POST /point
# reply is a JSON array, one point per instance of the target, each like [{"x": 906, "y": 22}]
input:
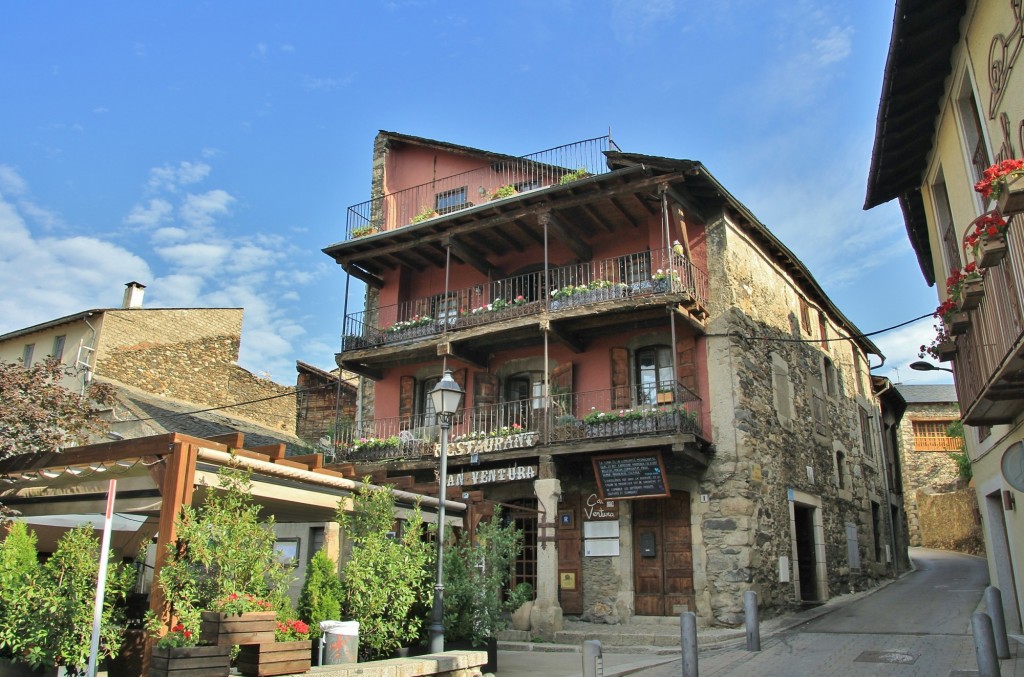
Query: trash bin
[{"x": 340, "y": 642}]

□ □ □ □

- _Task prompt_
I need every line of the material that includes "point", so please copy them out.

- _Problem solution_
POST /point
# reply is a JSON array, one point per instance of the target, each like [{"x": 906, "y": 22}]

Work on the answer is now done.